SOURCE MATERIAL Start Marker
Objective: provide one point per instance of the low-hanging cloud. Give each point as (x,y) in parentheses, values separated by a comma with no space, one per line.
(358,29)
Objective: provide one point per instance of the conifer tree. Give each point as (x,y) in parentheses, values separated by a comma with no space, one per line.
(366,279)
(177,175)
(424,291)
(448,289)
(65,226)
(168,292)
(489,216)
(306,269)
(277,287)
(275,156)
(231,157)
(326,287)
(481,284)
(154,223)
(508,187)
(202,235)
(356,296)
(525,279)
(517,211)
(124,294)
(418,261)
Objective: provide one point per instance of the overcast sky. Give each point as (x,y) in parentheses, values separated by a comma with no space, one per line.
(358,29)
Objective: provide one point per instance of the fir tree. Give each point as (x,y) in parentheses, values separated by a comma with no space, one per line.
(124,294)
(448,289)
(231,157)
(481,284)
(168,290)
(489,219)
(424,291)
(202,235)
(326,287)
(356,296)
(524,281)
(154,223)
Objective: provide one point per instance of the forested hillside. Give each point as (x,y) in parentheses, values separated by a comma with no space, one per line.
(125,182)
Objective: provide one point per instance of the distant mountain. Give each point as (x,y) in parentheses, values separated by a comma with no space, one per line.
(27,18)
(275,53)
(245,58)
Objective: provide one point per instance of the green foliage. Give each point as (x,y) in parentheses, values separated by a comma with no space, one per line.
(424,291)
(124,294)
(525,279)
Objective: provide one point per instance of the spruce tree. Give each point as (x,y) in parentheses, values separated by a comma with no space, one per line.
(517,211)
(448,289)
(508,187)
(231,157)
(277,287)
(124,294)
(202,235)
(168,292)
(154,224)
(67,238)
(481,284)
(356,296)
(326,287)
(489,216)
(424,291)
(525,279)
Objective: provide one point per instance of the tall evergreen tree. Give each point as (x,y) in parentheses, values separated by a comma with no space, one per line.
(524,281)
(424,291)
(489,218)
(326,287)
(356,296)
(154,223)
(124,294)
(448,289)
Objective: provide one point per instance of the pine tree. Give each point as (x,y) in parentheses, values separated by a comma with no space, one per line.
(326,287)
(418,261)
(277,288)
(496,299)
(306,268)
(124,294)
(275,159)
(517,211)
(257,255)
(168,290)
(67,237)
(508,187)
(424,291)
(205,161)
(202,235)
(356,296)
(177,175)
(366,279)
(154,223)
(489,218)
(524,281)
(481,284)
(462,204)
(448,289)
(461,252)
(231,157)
SOURCE MATERIAL End Marker
SOURCE MATERIAL Start Marker
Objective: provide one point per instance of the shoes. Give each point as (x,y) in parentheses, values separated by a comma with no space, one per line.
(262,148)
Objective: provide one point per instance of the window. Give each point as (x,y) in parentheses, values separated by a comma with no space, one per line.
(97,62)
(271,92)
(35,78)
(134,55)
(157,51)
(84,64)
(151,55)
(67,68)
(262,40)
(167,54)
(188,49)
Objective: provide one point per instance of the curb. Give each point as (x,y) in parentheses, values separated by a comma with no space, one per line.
SOURCE MATERIAL End Marker
- WHAT THIS TASK INVOLVES -
Look through the entries above and quote exactly the lines from the line with "Objective: provide one point per instance of the shoes." to the line with "Objective: provide one point per instance of the curb.", counting both of those lines.

- WRITTEN SOLUTION -
Objective: provide one point per instance of the shoes. Give each point as (x,y) in parentheses, values separated by a comma with no space, one per line.
(262,148)
Objective: provide one point per instance of the window. Give each point as (x,y) in parentheses, values separated by a comma with no space, one per line.
(97,62)
(271,92)
(35,78)
(134,55)
(157,51)
(84,64)
(151,55)
(67,68)
(262,40)
(167,54)
(188,49)
Objective: provide one point per instance of the curb. Give each point as (x,y) in parentheses, values separated by a comma with no space, one per line.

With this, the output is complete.